----- Exercise material

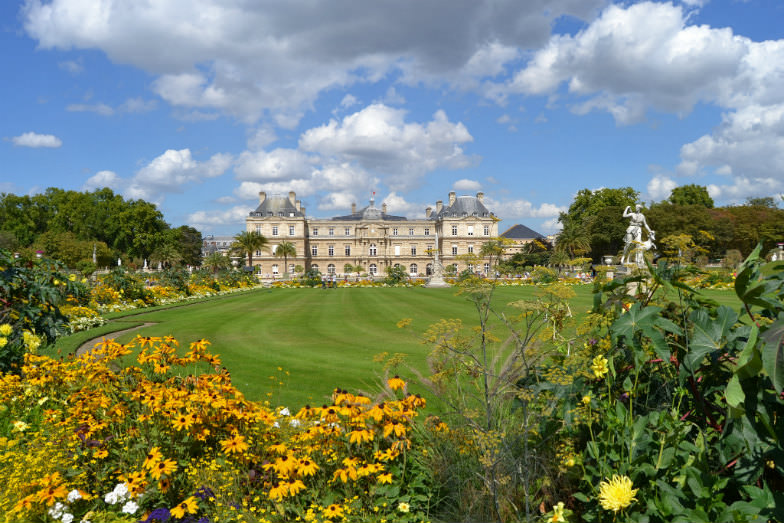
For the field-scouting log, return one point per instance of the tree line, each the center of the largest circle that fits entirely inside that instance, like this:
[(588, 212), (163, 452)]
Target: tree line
[(687, 224), (71, 225)]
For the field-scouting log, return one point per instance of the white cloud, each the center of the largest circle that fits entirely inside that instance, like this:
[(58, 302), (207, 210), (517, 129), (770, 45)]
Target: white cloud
[(517, 209), (635, 57), (466, 185), (249, 59), (379, 140), (206, 220), (104, 179), (279, 164), (99, 108), (172, 172), (660, 187), (36, 140), (749, 142)]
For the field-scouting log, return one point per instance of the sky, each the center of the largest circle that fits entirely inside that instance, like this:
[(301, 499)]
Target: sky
[(198, 105)]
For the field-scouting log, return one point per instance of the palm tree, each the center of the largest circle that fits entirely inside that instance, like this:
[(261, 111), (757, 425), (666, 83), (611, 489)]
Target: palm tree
[(248, 242), (285, 249)]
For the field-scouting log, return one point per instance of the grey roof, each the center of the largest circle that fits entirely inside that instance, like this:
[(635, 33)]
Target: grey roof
[(371, 212), (276, 205), (521, 232), (463, 206)]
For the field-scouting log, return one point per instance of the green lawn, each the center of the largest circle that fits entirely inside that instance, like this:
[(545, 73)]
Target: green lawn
[(324, 338)]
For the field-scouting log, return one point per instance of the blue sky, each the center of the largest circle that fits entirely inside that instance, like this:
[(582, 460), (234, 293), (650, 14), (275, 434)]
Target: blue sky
[(197, 105)]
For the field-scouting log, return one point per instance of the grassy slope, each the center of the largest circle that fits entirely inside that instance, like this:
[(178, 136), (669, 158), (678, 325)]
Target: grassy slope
[(324, 338)]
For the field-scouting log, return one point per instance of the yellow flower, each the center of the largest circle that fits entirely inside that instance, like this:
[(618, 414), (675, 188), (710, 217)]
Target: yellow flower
[(558, 513), (599, 367), (617, 494), (187, 506)]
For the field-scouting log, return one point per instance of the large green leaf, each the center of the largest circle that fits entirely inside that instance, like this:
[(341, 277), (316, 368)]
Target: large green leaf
[(773, 354)]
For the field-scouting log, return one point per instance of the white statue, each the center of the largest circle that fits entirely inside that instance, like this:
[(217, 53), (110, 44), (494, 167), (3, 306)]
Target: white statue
[(633, 242)]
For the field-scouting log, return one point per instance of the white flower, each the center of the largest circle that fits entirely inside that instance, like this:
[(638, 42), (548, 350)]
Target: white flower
[(57, 510), (121, 491), (130, 507)]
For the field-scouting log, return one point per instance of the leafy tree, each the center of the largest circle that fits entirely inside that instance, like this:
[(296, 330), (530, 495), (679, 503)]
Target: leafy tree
[(285, 249), (216, 261), (765, 201), (691, 195), (248, 242)]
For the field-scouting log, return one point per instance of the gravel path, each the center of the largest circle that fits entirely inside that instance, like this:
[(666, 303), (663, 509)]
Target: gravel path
[(88, 345)]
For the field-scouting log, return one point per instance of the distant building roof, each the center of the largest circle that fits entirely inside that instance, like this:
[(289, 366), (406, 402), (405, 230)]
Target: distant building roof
[(463, 206), (276, 205), (371, 212), (521, 232)]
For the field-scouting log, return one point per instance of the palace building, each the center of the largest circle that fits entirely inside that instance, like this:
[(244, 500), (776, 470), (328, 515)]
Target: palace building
[(372, 239)]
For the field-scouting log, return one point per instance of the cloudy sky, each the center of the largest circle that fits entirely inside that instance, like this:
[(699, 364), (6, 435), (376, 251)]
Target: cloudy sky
[(197, 105)]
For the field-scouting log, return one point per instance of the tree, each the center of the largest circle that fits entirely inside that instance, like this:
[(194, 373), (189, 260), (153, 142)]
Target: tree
[(285, 249), (691, 194), (766, 201), (216, 261), (248, 242)]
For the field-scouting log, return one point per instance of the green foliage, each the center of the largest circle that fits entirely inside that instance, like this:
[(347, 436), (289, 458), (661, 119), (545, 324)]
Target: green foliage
[(31, 294), (691, 194), (683, 398), (396, 275)]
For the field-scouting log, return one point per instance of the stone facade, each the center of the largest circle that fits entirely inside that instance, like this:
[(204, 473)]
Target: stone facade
[(371, 238)]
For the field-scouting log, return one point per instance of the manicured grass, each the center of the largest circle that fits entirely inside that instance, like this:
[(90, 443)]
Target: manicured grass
[(323, 338)]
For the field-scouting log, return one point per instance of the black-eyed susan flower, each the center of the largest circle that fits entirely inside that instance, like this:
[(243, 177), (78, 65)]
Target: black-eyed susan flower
[(617, 493), (187, 506)]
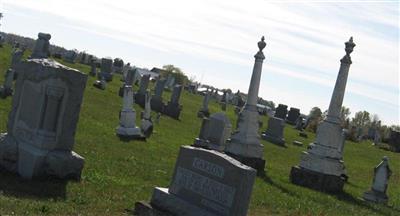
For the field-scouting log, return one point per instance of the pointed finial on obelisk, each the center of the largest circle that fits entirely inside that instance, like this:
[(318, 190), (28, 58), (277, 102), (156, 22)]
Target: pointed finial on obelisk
[(261, 44), (349, 46)]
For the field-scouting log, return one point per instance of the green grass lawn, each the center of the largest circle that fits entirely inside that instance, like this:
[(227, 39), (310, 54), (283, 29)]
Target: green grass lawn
[(118, 173)]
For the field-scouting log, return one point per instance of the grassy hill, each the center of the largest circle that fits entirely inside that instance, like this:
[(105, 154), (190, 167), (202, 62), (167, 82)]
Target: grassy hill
[(118, 173)]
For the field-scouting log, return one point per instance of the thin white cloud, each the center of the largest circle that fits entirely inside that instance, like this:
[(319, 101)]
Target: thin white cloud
[(300, 36)]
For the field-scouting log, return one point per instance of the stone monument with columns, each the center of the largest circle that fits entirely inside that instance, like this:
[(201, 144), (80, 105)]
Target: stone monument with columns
[(321, 166), (6, 90), (127, 123), (147, 123), (204, 112), (382, 173), (245, 143), (42, 45), (43, 119)]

----------

# Short problem:
Copy all of the items above word for word, but leave out the pictures.

# Reply to the exercise:
For the field-scouting log, return one point per instance of the tree line, each the center of the largest circle that fits entirely inside that instance, like this:
[(588, 212), (163, 452)]
Target: tree line
[(687, 224), (71, 225)]
For the field-scouting log, return one point per instance of the white cloud, each the center of the largest circle that fits entirely inside that instance, like this:
[(58, 302), (207, 210), (517, 129), (770, 45)]
Target: white cloud
[(517, 209), (635, 57), (466, 185), (249, 59), (379, 140), (206, 220), (104, 179), (279, 164), (99, 108), (172, 172), (660, 187), (36, 140), (749, 142)]
For the field-scouting log, return one point per instance of the sky, each the center of the largest circle that fits entirely inside that instance, like this:
[(301, 499)]
Target: sky
[(198, 105)]
For the field-scouting log, return one point per instance of the palm tree, each the center of the largest circle that fits entirely inside that instance, like this:
[(261, 111), (757, 425), (666, 83), (611, 489)]
Target: palm tree
[(248, 242), (285, 249)]
For the field-scouting log, return one point per instance of the grey roof, each the center of the largest circle that fits entirely inside that instance, like this:
[(635, 33)]
Target: grey roof
[(371, 212), (276, 205), (521, 232), (463, 206)]
For the field-scouting log, return one point per instance of the green lawn, each the center of the largest circle that fits entirely inside that instance, like this:
[(545, 73)]
Target: green lawn
[(324, 338)]
For the field-scouting log, return one point per instance of the blue sky, each the center of the largest circle that fits entirely inside that instance, like this:
[(582, 460), (234, 293), (650, 14), (275, 434)]
Target: blue sky
[(197, 105)]
For the field-scouting log, return one point per instance of the grassy slope, each the center of the largest circle that fits entirely inside that instance, like this:
[(178, 136), (669, 158), (678, 325)]
Target: grassy slope
[(324, 338)]
For the field-scouting log, return one point per instance of the yellow flower, each the center of the largest circle that fits entirely inside that instance, like this:
[(618, 414), (675, 188), (710, 217)]
Target: yellow flower
[(558, 513), (599, 367), (617, 494), (187, 506)]
For the field-scouting log, return one point per instance of the large green leaf, each the center of the largest circle that fits entirely inside that instance, like this:
[(341, 277), (316, 368)]
Target: large green leaf
[(773, 354)]
For the field-scouting log, return one point per instance of the white statue, each the center of the largest circle that fits entirely inside that instance, like this:
[(217, 53), (110, 44), (494, 167), (3, 306)]
Target: white statue
[(633, 242)]
For the field-scouting log, return one point per instance of the white flower, each the center of the largest circle that fits entirely inside that instance, like this:
[(638, 42), (548, 350)]
Target: white flower
[(57, 510), (121, 491), (130, 507)]
For the field-scouting log, return one point per instance of the leafy tree, each the center of the largest circle that fits entirely inside that instance, like this:
[(296, 330), (530, 495), (679, 503)]
Target: leafy tree
[(285, 249), (216, 261), (765, 201), (691, 195), (248, 242)]
For the field-scouting log, return one point per instance of the gravel path, each the center of the largest circle that fits entirely inside that instance, like this:
[(666, 303), (663, 509)]
Target: gravel path
[(88, 345)]
For the field-scouting log, return one point per instance of the distant building roof, each the center of the largest circle that fits entirely inside that instance, like this:
[(289, 366), (406, 402), (405, 230)]
Target: distant building roof
[(463, 206), (276, 205), (371, 212), (521, 232)]
For the field-scouting log, return one point per instance of the palace building, each the center of the largest circle that fits entirely inside that instance, like this:
[(244, 500), (776, 470), (328, 515)]
Target: palace building
[(372, 239)]
For the field-scouting log, return one point per instance of the cloudy sky, each the center of the largest circle that fits entirely inside that instance, like this:
[(699, 364), (6, 435), (376, 251)]
Target: cloudy sky
[(197, 105)]
For the field-scouting log, return one point per instance of the tree, each the center of the largest circle that fits entirely inside that instance, like this:
[(194, 373), (189, 260), (153, 142)]
Target: tree
[(285, 249), (691, 194), (766, 201), (216, 261), (248, 242)]
For the field-scouting log, return one point per instance of the green foliage, each the center of the largest circle that fits entirely inside that instance, like this:
[(347, 436), (289, 458), (661, 119), (545, 324)]
Target: green foliage
[(31, 294), (691, 194), (683, 398), (396, 275)]
For the field-scouting log, return one point per instance of the stone facade, each the center of the largest circle that fits entirely inside that instance, like this:
[(204, 473)]
Target: stone facade
[(371, 238)]
For the field-scouting log, return one point per instance of the manicured grass, each the center of the largest circle that fits entirely inside that instance, like this:
[(90, 443)]
Target: manicured grass
[(323, 338)]
For the field-scouting log, return one point per instance of the black-eyed susan flower, each the center of the largest circle that fits entirely inside that instance, like this:
[(243, 177), (78, 65)]
Target: black-eyed susan flower
[(617, 493), (187, 506)]
For the field-scouting log, return one point per instance of the pointed finial on obelisk, each the center of the largest circle that fits entirely inside that instance, like this:
[(318, 190), (28, 58), (277, 102), (156, 22)]
Target: pointed finial on obelisk
[(261, 44), (349, 46)]
For the field-scouting log, return one point per instance of the green grass lawn, each the center of the largest circle that fits entirely inside that instance, like this:
[(227, 39), (310, 54), (283, 29)]
Target: green grass lawn
[(118, 173)]
For the field-scouting log, return one point per instance of the grassy hill, each the center of the largest circle that fits entirely inside that instance, like this:
[(105, 154), (190, 167), (202, 62), (167, 82)]
Target: grassy hill
[(118, 173)]
For the field-scouting log, return one point per instance of the thin white cloud, each the center of the largest circle that fits entirely inside that instance, like this:
[(319, 101)]
Target: thin white cloud
[(300, 36)]
For the field-scouting log, return one point per instance of the stone monument with columns, each the center of the largest circle that fits entirely inside that instance, like this:
[(201, 144), (80, 105)]
Target: stone monument with columns
[(321, 166), (6, 90), (127, 123), (147, 123), (204, 112), (382, 173), (245, 143), (42, 45), (43, 119)]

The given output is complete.